Work required — Gather each line of the material below that contains the string "every". Case counts.

Material provided —

----------------------------------------

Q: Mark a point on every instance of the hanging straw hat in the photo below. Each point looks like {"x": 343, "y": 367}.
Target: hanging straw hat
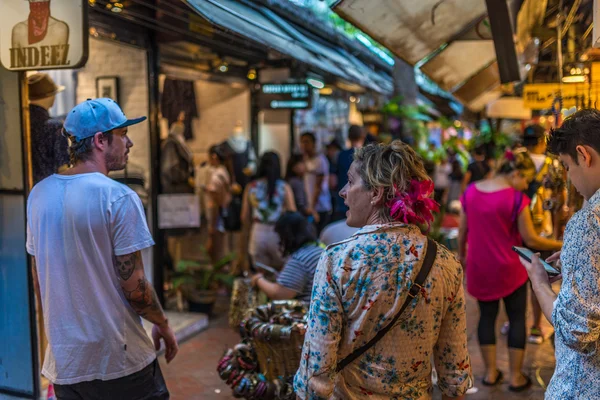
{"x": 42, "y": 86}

----------------------------------------

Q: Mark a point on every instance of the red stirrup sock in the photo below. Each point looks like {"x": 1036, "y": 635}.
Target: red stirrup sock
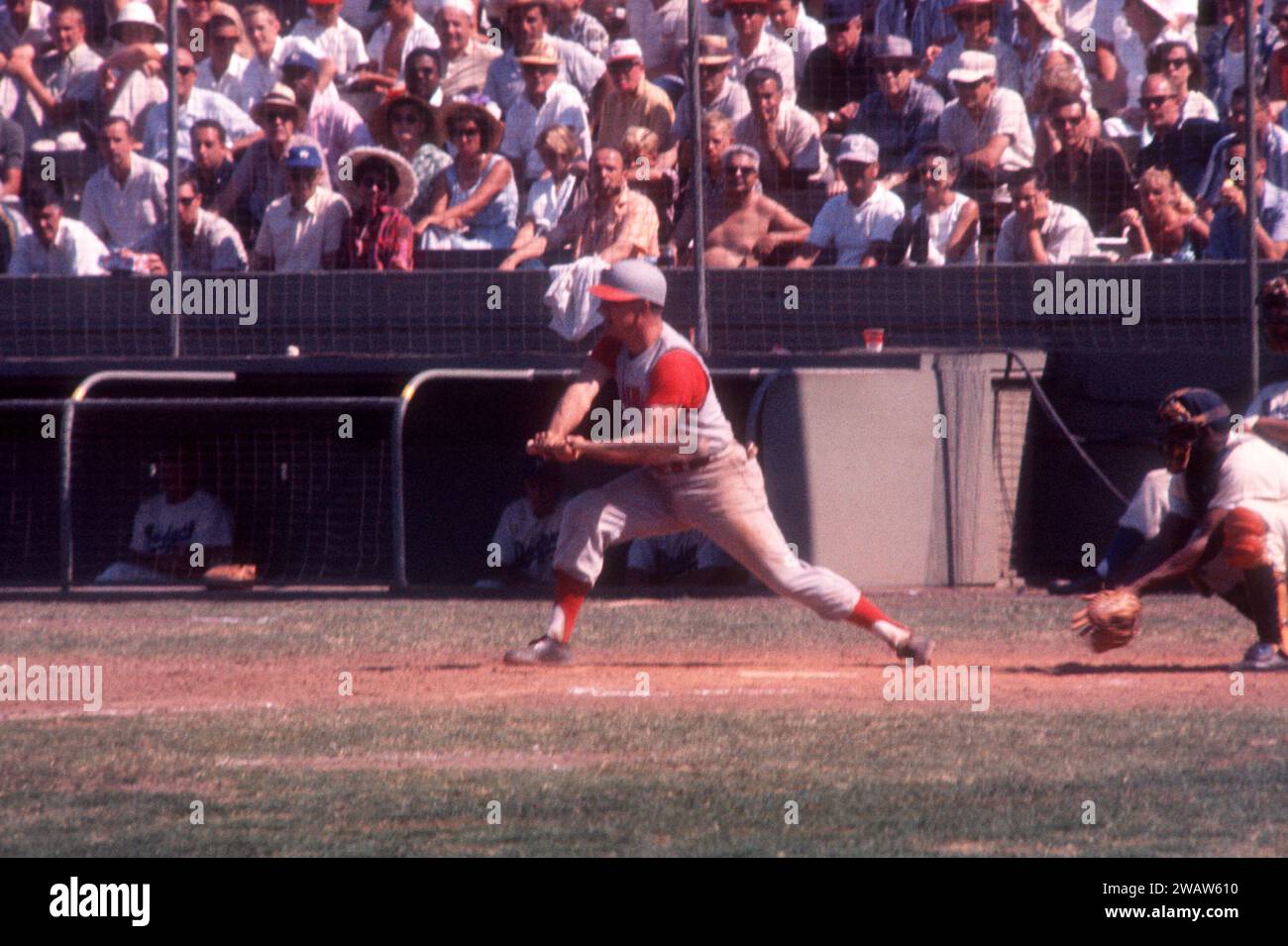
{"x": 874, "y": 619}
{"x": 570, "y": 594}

----------------------------------------

Answer to this exercise —
Q: Mark a point on every instance of the hanging straw hat in the photo below. Each point looks like {"x": 343, "y": 367}.
Q: Mark a point on every instance of the red stirrup sock in the photo below. Each point looks like {"x": 1036, "y": 635}.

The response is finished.